» Lista de tarefas
(A) No texto sobre Duchamp, com qual pseudônimo ele inscreveu “Fountain” na exposição dos independentes?
(B) Transcreva do texto sobre Duchamp o trecho entre "Duchamp foi também" e "Dadaísta Hans Richter.", inclusive.

» Texto exibido
========================================

Para encurtar uma longa história (e também refrescar nossas memórias), foi Marcel Duchamp um dos precursores da arte conceitual, quando criou os chamados “ready made”. A ideia consistia basicamente em “adotar” inocentes objetos do cotidiano, acrescentar a eles novos elementos, e finalmente inseri-los em um novo contexto, desta vez imbuídos de uma aura de “obra artística”. Foi assim com a roda de bicicleta sobre o banco, de 1913, seu primeiro ready-made. Outros vieram depois: em 1914 uma escultura era composta basicamente de um escorredor metálico de copos, e em 1915, uma simples pá tornouse arte ao ganhar a assinatura de Duchamp e o título “In advance of the broken arm”.
Duchamp foi também o artista que primeiro fez uma intervenção (palavra em moda hoje
em dia), ao colocar um bigode na Monalisa (obra entitulada “LHOOQ”). Mas talvez a mais célebre obra desta série tenha sido “Fountain”, um urinol de louça apresentado em 1917 na exposição dos independentes, em Nova York. Como conhecido membro do juri daquele evento, Duchamp preferiu inscrever sua “escultura” sob o pseudônimo R. Mutt. A obra foi aceita e o resto é história. Uma história que aliás vem se repetindo exaustivamente na arte dita contemporânea, tal qual uma piada que, ao ser contada repetidamente, já não provoca mais qualquer reação: se tudo pode ser arte, o nada também pode ser arte.

“Joguei o urinol na cara deles como um desafio e agora eles o admiram como um objeto de arte por sua beleza estética”, disse Marcel Duchamp em carta ao Dadaísta Hans Richter.

========================================

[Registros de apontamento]
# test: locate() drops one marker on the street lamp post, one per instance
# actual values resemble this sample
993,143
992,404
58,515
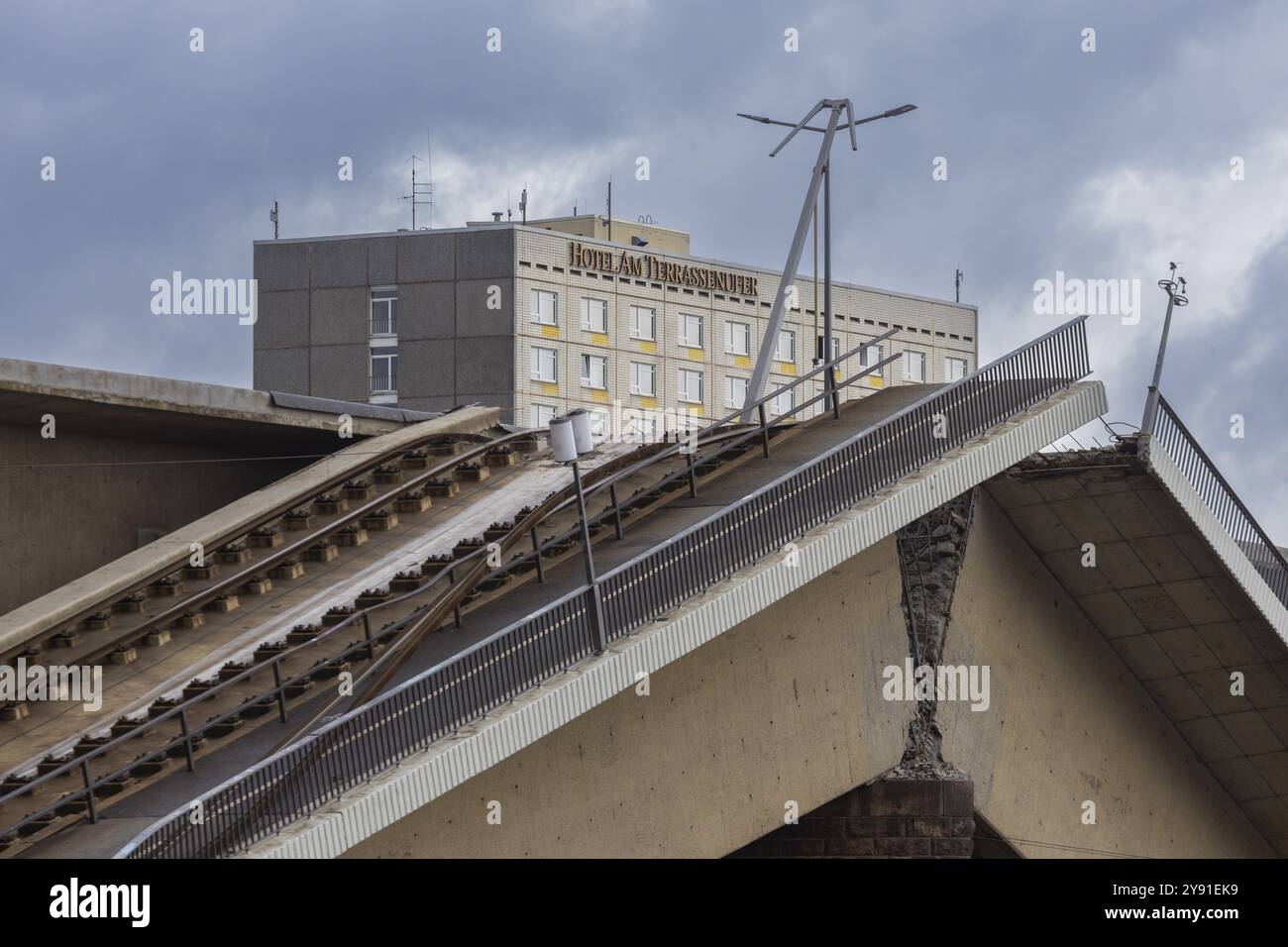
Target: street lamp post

========================================

» Respostas por tarefa
(A) R. Mutt.

(B)
Duchamp foi também o artista que primeiro fez uma intervenção (palavra em moda hoje
em dia), ao colocar um bigode na Monalisa (obra entitulada “LHOOQ”). Mas talvez a mais célebre obra desta série tenha sido “Fountain”, um urinol de louça apresentado em 1917 na exposição dos independentes, em Nova York. Como conhecido membro do juri daquele evento, Duchamp preferiu inscrever sua “escultura” sob o pseudônimo R. Mutt. A obra foi aceita e o resto é história. Uma história que aliás vem se repetindo exaustivamente na arte dita contemporânea, tal qual uma piada que, ao ser contada repetidamente, já não provoca mais qualquer reação: se tudo pode ser arte, o nada também pode ser arte.

“Joguei o urinol na cara deles como um desafio e agora eles o admiram como um objeto de arte por sua beleza estética”, disse Marcel Duchamp em carta ao Dadaísta Hans Richter.